Study questions ->
**a)** In the interview about viewing death on a screen, how does AM describe death, besides calling it a limit case?
**b)** Reproduce the interview about viewing death on a screen word for word between "AM: It seems" and "on a computer?", inclusive.
**c)** Resume the interview about viewing death on a screen after its final line.

Quoted passage ->
=====

AM: It seems to me on the one hand, it creates an implicit equivalence between those forms of representation and the representation of death. There’s also this other sense in which the crass, two-dimensional juxtaposition in this rectangular field that is your computer screen suggests that it’s really no different in kind from all that other stuff. And what I’m suggesting is actually that’s true. That as it’s being presented to us it’s precisely part of the demystificatory project that has rendered so much else that we took to be specifically unique to us, private to us, and rendered that banal.

M: Is it more real to see something in person than on a computer?

AM: Let’s say somebody we can’t get to on the other side of the river hangs themselves, right in front of your eyes. You’re left at some level contending with the idea that maybe there was something you could have done. When you witness this thing on the computer screen, you’re focalized through someone else’s eyes. And you can always displace some of the responsibility for seeing onto someone else, because it’s their perspective that’s capturing your perspective and that makes you at once removed from the thing itself. For some people, that’ll matter hugely, and that’ll make it possible for them to feel nothing when looking at those images on the screen. For other people it’s going to be an insignificant difference because we’re all human beings. That someone could have seen that individual in that way and had the presence of mind to film it, would be horrific enough, and devastating.

My worry about the death thing — given death as a limit case, as one of the last mysterious phenomena we still have and given the deep psychological uneasiness we have about it — that if it goes, then what finally is our claim to privacy going to consist in? What’s left to protect?

=====

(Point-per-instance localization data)

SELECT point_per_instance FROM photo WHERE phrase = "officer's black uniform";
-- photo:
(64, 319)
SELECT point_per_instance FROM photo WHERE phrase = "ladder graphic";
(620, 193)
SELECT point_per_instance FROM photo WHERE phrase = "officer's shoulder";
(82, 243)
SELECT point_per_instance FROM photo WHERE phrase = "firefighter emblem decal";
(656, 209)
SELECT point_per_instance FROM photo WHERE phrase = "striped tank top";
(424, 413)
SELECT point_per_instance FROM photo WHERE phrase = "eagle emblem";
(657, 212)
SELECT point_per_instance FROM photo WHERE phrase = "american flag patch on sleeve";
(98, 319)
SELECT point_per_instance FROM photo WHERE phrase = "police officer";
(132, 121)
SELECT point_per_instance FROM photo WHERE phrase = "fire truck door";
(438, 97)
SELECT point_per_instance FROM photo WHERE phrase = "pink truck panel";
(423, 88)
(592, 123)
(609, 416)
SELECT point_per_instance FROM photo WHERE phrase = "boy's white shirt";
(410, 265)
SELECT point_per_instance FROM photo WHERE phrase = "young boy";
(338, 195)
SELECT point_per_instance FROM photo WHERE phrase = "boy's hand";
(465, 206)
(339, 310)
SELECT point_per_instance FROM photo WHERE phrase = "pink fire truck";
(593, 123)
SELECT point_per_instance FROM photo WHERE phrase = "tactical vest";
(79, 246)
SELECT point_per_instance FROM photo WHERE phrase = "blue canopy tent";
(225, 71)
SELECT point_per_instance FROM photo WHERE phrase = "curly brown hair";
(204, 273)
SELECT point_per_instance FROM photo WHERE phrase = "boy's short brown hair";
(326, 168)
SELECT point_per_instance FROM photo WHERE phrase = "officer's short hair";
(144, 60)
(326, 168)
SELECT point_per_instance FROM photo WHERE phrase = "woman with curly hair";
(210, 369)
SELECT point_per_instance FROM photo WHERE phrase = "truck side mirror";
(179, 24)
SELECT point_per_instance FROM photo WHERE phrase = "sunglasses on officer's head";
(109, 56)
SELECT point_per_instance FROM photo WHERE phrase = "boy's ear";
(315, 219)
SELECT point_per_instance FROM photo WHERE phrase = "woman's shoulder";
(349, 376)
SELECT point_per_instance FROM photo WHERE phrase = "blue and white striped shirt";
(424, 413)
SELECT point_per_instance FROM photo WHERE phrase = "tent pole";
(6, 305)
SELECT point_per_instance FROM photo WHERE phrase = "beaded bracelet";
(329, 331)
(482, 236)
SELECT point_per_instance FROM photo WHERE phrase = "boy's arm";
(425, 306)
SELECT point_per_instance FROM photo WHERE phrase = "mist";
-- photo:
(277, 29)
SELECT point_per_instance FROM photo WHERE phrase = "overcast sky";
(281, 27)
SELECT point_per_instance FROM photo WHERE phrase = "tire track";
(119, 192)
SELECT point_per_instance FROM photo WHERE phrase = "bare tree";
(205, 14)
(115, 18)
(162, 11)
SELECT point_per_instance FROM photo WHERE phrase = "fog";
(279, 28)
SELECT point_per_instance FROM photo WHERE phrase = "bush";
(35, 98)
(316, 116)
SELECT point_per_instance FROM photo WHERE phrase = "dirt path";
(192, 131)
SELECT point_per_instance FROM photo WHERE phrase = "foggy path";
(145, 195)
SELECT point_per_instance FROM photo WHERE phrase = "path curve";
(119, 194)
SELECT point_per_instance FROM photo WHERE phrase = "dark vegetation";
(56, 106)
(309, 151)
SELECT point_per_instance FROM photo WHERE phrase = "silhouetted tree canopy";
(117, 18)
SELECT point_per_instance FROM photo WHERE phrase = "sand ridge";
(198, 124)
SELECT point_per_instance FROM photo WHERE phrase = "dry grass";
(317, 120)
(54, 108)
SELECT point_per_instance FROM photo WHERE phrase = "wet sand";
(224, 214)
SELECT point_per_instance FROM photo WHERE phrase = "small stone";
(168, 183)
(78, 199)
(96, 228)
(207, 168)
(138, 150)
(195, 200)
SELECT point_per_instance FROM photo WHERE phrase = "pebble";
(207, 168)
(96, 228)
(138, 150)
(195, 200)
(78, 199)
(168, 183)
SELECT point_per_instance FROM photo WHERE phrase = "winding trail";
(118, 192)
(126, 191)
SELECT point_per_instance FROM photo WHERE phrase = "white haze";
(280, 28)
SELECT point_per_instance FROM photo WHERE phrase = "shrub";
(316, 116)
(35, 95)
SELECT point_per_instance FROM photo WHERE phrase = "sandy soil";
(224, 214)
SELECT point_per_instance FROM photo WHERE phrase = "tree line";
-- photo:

=====

Solved problems ->
**a)** As one of the last mysterious phenomena we still have.

**b)**
AM: It seems to me on the one hand, it creates an implicit equivalence between those forms of representation and the representation of death. There’s also this other sense in which the crass, two-dimensional juxtaposition in this rectangular field that is your computer screen suggests that it’s really no different in kind from all that other stuff. And what I’m suggesting is actually that’s true. That as it’s being presented to us it’s precisely part of the demystificatory project that has rendered so much else that we took to be specifically unique to us, private to us, and rendered that banal.

M: Is it more real to see something in person than on a computer?

**c)**
M: There seems to be varying degrees of removal between experiencing the thing in front of your eyes, watching a video of it, or watching a fictional representation of it. Copy of a copy of a copy, but aren’t they all still about the same thing?

AM: The funny thing is that it’s the thing in itself that we really care about. The representations we care about in different ways. The stuff that gives us the thrill and makes deep moral demands on us is the original representation. Of course when we’re dealing with the stuff on the Internet, precisely because what we’ve taken is something historically and contextually located within an individual and then made it available to multiple contexts of presentation, we actually end up putting huge distance between us and the thing itself. And to the extent that we do that, we have less obligation to act, less obligation to respect, less awareness of where to draw the line between the public and the private and so on and so forth. I think this ends up being a really messy and dangerous phenomenon.

M: At the university, you teach people about genocide. What’s the difference between what you teach and what can be found on the Internet?

AM: I’m witnessing, but reflecting on the mechanism of the witnessing itself.

M: Can’t witnessing without reflecting be considered a valuable experience?

AM: It’s valuable but it’s naive. It leaves you open for exploitation by all kinds of agencies and institutions that have a vested interest in shaping memory . . . without that level of critical reflection, I think the image is little more than a kind of porn.

M: Some countries, including Pakistan, Iran, Morocco, Brazil, China, Myanmar, Syria and Thailand, have chosen to regulate and block certain aspects of the Internet that they believe to be dangerous for their respective countries. Since the Internet is a publicly shared space, should it be regulated so that people in general don’t have free access to disturbing images?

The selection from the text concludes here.